EXTRACT>
· · · ·

# sr20det question



## clayk16 (May 3, 2002)

I have a 95 nissan 200sx ser and iv'e been saving for a while now to get a det from jgycustoms. I was wondering, do you have to get a jwt ecu as soon as I do the swap, or will it work with the stock ecu for a while, or can you use the sr20det ecu. just curious, thanks


----------



## chimmike (Oct 17, 2002)

just don't use any ECU, the sr20det is carbeurated and doesn't need any kind of engine management. Just slap it in there. Don't even mount it to the frame, just connect it to the axles and tranny and battery and you're good to go.





*hint* research research research!!!!!!! */hint*


----------



## clayk16 (May 3, 2002)

thanks for the help ASSHOLE its greatly apreciated. I searched on here all last night, looked on ser.net and sr20deforum.com and couldn't find anything after 2 hours of lokking so I ask.


----------



## chimmike (Oct 17, 2002)

if you couldn't find anything on sr20deforum YOU WEREN'T LOOKING!!!

I can go thru 1st page in the turbo forum and find ECU question threads. If you search for DET install help or something like that, or turbo ECU help, or ANYTHING, you'll find it.

· · · ·

INFORMATION GIVEN>
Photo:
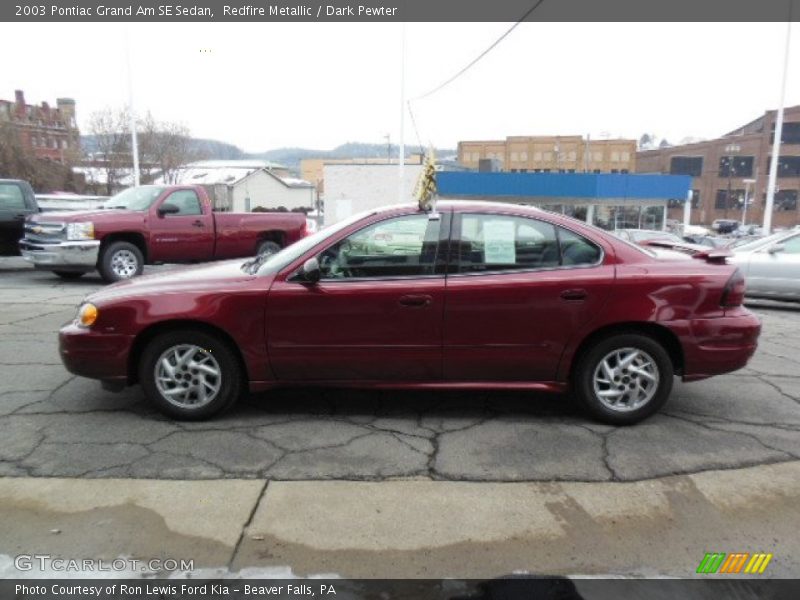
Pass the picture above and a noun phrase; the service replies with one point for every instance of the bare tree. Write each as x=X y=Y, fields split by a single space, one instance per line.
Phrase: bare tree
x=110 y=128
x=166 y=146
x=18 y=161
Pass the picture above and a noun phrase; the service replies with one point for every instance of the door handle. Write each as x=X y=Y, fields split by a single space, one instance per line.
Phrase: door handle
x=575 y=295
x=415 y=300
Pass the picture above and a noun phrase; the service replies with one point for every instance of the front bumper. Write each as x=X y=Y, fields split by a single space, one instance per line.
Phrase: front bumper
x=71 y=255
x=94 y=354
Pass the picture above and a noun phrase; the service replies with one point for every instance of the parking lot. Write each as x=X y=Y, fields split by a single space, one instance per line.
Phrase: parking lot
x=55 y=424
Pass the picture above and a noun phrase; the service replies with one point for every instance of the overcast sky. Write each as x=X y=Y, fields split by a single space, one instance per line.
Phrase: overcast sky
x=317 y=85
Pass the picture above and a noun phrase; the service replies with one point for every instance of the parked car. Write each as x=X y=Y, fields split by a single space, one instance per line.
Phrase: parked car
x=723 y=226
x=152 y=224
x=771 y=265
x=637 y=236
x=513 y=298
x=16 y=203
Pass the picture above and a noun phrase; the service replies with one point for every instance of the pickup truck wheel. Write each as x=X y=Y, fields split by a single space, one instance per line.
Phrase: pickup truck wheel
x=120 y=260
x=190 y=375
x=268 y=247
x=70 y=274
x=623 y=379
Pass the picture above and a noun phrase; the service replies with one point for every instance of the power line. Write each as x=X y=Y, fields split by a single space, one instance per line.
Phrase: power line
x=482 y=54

· · · ·

Transcribe the sr20det thread word for word, everything from "thanks for the" down to "YOU WEREN'T LOOKING!!!".

SOLUTION TO THIS TASK>
thanks for the help ASSHOLE its greatly apreciated. I searched on here all last night, looked on ser.net and sr20deforum.com and couldn't find anything after 2 hours of lokking so I ask.


----------



## chimmike (Oct 17, 2002)

if you couldn't find anything on sr20deforum YOU WEREN'T LOOKING!!!